** Start of Text segment **
George Harris, 1st Baron Harris GCB (18 March 1746 – 19 May 1829) was a British soldier.

Military career
Harris was the son of the Reverend George Harris, curate of Brasted, Kent. He was educated at Westminster School and at the Royal Military Academy, Woolwich.  He was commissioned to the Royal Artillery in 1760, transferring as an ensign in the 5th foot (Northumberland Fusiliers) in 1762. Three years later he became lieutenant, and in 1771 captain. His first active service was in the American War of Independence, in which he served at Lexington, Bunker Hill (where he was severely wounded) and in every engagement of Howe's army except one up to November 1778.
** End of Text segment **
Request A:
Answer these from the George Harris passage:
(i) What school did Harris attend besides the Royal Military Academy, Woolwich?
(ii) In what year did he become captain?
(iii) At which engagement was he severely wounded?
Request B: Set down the stretch of the George Harris passage from "Military career" through "to November 1778." word for word.
Request C: Render this sentence from the George Harris passage in French: "Three years later he became lieutenant, and in 1771 captain."
** Start of Dataset content **
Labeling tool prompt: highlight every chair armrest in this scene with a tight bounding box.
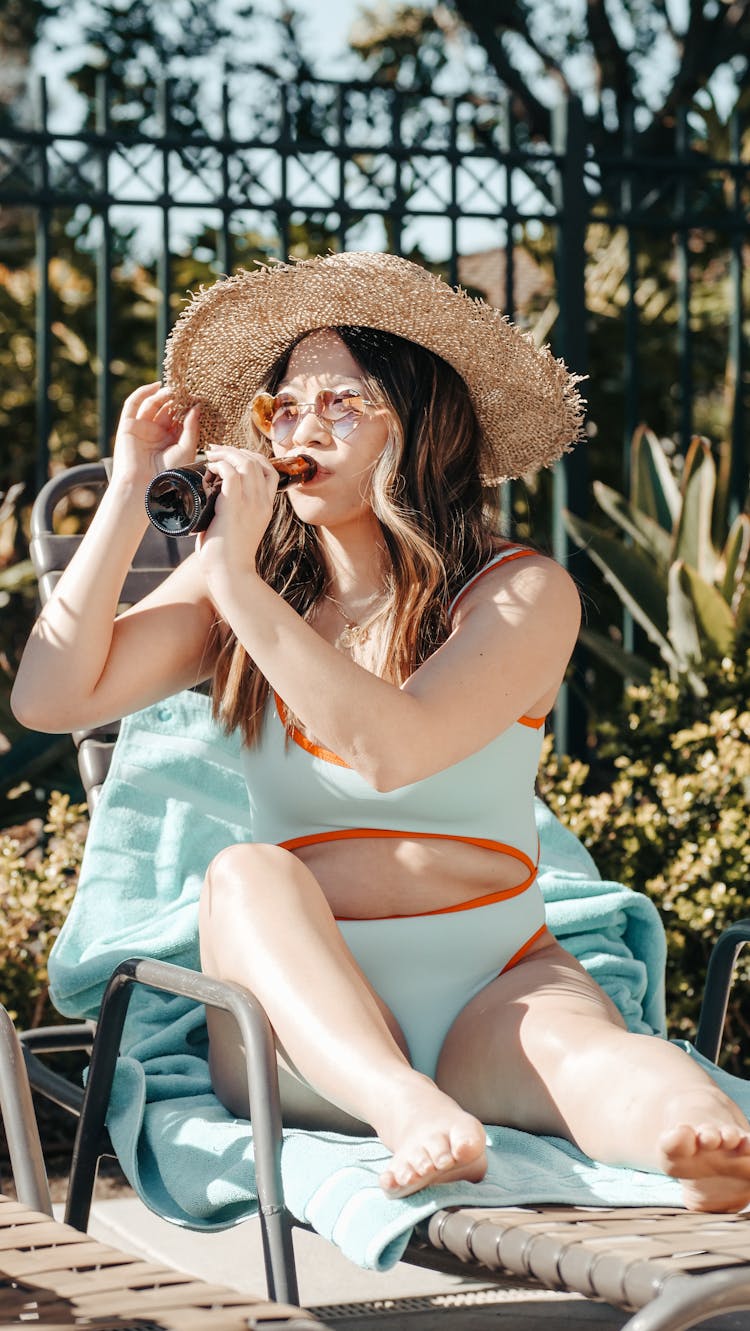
** End of Dataset content **
Answer A:
(i) Westminster School
(ii) 1771
(iii) Bunker Hill

Answer B:
Military career
Harris was the son of the Reverend George Harris, curate of Brasted, Kent. He was educated at Westminster School and at the Royal Military Academy, Woolwich.  He was commissioned to the Royal Artillery in 1760, transferring as an ensign in the 5th foot (Northumberland Fusiliers) in 1762. Three years later he became lieutenant, and in 1771 captain. His first active service was in the American War of Independence, in which he served at Lexington, Bunker Hill (where he was severely wounded) and in every engagement of Howe's army except one up to November 1778.

Answer C: Trois ans plus tard, il devint lieutenant, et en 1771 capitaine.